Seberapa krusial
kah rupiah?
Pelemahan
ekonomi global pada 2015 tidak dapat dipungkiri telah banyak mencatatkan
kinerja perlambatan dari berbagai sektor ekonomi yang mennjadi andalan untuk
menopang besarnya PBD di Indonesia. Dorongan untuk terus menambahkan dan
meperluas bebagai stimulus dan insentive kepada sektor-sektor yang terdampak
pelemahan terus dilakukan agar tidak memperburuk perekonomian nasional.
Masalah-masalah krusial yang melibatkan sektor keuangan merupakan yang paling
banyak mendapatkan insentif dari pemerintah. Data yang tercatat, pada sektor
ini swasta lebih banyak melakukan transaksi pembayaran dibandingkan dengan
penarikan di luar negeri. Inilah yang cukup membuat cadangan devisa menjadi
turun karena pembayaran hutang yang telah jatuh tempo juga tidak dapat
dihindari sehingga surplus pada neraca pembayaran juga ikut tertekan. Sumbangan
dari sektor keuangan melalui investasi juga tidak dapat menutupi defisit NPI
tersebut. Ketidakstabilan perekonomian global merupakn masalah bagi semua negara,
terutama bagi negara-negara emerging
faktor eksternal seperti ini pastinya telah berpengaruh besar pada kinerja
perkonomian nasional, terutama jika dipandang dari segi nilai tukar mata uang.

» **Kutipan Entri**
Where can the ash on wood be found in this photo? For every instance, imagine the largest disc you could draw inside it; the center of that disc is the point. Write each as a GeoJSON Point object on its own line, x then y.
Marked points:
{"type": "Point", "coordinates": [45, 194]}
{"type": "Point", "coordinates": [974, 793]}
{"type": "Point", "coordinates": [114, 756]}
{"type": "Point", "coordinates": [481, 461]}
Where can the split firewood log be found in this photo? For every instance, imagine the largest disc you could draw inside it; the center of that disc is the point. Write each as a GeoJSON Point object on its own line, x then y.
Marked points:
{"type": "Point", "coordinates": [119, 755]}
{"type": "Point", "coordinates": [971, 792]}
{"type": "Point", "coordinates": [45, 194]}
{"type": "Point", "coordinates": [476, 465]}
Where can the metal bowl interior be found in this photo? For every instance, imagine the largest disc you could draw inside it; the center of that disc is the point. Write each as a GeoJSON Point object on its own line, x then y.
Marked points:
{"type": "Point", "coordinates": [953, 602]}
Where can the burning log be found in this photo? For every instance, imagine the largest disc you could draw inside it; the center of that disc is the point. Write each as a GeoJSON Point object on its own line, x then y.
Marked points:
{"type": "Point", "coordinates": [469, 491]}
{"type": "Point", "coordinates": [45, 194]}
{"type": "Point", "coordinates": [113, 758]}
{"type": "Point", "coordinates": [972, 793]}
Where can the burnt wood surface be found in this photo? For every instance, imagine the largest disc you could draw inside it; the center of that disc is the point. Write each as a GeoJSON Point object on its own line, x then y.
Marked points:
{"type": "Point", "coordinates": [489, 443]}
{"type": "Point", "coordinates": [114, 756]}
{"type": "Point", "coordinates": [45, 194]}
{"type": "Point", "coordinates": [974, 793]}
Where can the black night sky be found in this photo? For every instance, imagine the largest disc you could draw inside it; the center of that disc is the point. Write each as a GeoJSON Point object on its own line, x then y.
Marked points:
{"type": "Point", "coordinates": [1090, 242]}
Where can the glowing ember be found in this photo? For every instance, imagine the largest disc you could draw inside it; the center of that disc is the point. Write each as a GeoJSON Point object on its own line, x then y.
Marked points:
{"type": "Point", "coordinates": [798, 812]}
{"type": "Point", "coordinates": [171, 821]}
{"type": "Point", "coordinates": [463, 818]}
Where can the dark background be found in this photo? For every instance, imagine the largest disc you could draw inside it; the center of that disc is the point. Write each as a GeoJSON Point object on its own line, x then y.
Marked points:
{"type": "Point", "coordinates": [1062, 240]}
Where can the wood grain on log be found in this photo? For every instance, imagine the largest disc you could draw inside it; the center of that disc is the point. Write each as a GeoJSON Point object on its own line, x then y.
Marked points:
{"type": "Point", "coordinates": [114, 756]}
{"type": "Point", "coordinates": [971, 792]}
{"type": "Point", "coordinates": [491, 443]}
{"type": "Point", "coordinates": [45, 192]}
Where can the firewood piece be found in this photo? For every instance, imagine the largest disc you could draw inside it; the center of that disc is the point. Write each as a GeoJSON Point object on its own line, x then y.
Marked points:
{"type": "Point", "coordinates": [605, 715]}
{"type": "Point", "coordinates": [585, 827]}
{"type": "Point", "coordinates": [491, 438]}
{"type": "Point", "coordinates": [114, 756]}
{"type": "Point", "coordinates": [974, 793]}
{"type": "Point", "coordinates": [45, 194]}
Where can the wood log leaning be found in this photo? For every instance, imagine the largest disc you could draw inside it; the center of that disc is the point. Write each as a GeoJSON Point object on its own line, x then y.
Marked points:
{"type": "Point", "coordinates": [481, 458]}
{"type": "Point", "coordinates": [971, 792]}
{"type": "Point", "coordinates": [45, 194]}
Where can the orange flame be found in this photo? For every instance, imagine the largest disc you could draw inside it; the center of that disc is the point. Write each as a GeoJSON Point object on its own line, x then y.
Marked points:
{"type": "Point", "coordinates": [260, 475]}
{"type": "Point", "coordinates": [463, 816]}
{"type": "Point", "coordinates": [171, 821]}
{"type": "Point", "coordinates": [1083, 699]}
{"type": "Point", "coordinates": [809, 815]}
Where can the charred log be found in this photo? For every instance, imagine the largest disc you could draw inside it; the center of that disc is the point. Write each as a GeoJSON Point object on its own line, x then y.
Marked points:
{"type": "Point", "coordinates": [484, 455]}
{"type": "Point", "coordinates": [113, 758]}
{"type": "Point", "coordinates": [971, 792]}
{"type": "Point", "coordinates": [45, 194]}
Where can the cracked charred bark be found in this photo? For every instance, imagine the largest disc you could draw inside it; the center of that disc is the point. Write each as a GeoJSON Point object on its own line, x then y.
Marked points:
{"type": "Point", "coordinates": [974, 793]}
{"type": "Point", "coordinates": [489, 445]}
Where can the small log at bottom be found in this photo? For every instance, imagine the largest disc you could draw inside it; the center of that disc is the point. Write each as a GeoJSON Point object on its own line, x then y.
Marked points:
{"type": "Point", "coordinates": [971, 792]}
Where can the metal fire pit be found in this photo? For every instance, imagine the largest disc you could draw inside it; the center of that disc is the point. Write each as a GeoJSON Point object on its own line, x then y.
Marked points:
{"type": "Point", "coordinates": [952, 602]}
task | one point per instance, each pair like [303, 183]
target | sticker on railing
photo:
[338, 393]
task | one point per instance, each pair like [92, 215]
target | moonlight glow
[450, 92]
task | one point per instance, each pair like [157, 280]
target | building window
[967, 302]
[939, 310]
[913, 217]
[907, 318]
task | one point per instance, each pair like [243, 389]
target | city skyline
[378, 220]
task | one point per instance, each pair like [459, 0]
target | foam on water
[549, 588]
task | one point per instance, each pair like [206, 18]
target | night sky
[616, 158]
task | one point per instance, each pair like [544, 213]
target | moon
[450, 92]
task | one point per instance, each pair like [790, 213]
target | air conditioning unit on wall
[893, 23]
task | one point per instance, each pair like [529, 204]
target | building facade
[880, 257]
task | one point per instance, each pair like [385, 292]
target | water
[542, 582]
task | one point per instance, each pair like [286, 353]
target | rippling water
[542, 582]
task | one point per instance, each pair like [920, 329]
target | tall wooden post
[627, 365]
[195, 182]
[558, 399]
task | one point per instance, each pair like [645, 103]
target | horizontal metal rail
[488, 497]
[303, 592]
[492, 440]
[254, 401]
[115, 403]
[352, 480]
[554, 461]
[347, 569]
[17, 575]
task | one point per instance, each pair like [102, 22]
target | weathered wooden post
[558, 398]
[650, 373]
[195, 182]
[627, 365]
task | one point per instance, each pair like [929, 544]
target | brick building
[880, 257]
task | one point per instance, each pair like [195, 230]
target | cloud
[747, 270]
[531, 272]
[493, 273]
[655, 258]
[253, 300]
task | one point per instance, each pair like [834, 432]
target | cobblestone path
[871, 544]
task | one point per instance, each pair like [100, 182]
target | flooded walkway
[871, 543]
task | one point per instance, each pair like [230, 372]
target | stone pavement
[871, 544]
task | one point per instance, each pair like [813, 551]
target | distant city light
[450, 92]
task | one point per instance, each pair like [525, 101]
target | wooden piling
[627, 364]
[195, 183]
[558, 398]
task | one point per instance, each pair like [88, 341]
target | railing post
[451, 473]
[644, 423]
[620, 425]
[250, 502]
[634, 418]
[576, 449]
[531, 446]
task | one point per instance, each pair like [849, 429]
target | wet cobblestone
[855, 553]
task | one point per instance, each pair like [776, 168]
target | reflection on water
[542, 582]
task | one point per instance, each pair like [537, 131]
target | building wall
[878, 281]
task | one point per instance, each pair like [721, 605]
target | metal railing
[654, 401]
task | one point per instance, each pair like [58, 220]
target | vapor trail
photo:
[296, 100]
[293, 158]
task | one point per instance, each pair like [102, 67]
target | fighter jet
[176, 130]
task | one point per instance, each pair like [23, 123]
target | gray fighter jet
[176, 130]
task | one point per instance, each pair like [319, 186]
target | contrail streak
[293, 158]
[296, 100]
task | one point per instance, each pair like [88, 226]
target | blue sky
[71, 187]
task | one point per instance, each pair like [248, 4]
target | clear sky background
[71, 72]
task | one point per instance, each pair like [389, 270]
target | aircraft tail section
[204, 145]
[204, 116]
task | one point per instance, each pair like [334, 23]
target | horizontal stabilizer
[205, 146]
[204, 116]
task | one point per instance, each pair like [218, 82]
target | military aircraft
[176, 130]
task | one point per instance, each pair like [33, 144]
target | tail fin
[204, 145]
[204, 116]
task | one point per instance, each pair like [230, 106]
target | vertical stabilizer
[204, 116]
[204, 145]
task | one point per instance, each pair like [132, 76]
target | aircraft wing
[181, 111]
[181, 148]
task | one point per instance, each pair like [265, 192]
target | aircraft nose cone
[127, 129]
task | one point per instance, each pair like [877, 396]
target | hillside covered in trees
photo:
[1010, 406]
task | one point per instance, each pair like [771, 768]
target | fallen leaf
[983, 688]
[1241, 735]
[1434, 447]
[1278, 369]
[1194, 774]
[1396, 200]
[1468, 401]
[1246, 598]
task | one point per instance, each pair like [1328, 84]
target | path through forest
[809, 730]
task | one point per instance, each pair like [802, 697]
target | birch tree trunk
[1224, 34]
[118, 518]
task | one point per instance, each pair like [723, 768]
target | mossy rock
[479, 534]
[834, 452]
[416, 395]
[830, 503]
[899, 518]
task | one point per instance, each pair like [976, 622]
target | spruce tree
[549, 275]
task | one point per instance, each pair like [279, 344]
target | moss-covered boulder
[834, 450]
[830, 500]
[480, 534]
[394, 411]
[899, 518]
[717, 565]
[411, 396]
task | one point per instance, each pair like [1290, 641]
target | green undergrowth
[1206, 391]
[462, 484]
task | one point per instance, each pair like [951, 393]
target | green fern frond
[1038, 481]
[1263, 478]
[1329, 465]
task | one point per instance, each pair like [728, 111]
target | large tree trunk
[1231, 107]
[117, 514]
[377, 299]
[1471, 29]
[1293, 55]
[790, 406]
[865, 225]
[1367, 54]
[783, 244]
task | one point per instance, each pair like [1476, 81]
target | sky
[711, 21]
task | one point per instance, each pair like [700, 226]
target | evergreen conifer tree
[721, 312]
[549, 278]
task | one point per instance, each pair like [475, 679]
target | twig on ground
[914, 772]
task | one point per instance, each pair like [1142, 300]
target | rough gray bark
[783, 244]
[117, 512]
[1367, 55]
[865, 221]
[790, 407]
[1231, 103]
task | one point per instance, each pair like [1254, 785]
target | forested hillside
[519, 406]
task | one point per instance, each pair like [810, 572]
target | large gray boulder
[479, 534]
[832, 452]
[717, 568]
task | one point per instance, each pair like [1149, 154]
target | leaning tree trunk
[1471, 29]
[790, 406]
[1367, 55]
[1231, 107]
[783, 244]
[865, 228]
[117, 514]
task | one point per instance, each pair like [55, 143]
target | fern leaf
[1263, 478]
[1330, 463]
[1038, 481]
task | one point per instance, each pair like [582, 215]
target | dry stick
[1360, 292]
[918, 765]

» **Soal A**
Jawab pertanyaan berikut berdasarkan kutipan halaman:
(i) Pelemahan ekonomi global disebut terjadi pada tahun berapa?
(ii) Masalah-masalah krusial yang melibatkan sektor apa yang paling banyak mendapatkan insentif dari pemerintah?
(iii) Sumbangan dari sektor keuangan melalui investasi tidak dapat menutupi apa?
» **Soal B**
Terjemahkan kalimat dari kutipan halaman ini ke dalam bahasa Inggris: "Masalah-masalah krusial yang melibatkan sektor keuangan merupakan yang paling banyak mendapatkan insentif dari pemerintah."
» **Soal C**
Tulis ulang bagian kutipan halaman yang dimulai dengan "Seberapa krusial" dan berlanjut hingga "memperburuk perekonomian nasional.", dengan mengganti "stimulus" menjadi "bantuan".
Entri-entri ini tidak berhubungan dengan kutipan halaman.

» **Jawaban A**
(i) 2015
(ii) Sektor keuangan
(iii) Defisit NPI

» **Jawaban B**
The crucial problems involving the financial sector are the ones that receive the most incentives from the government.

» **Jawaban C**
Seberapa krusial
kah rupiah?
Pelemahan
ekonomi global pada 2015 tidak dapat dipungkiri telah banyak mencatatkan
kinerja perlambatan dari berbagai sektor ekonomi yang mennjadi andalan untuk
menopang besarnya PBD di Indonesia. Dorongan untuk terus menambahkan dan
meperluas bebagai bantuan dan insentive kepada sektor-sektor yang terdampak
pelemahan terus dilakukan agar tidak memperburuk perekonomian nasional.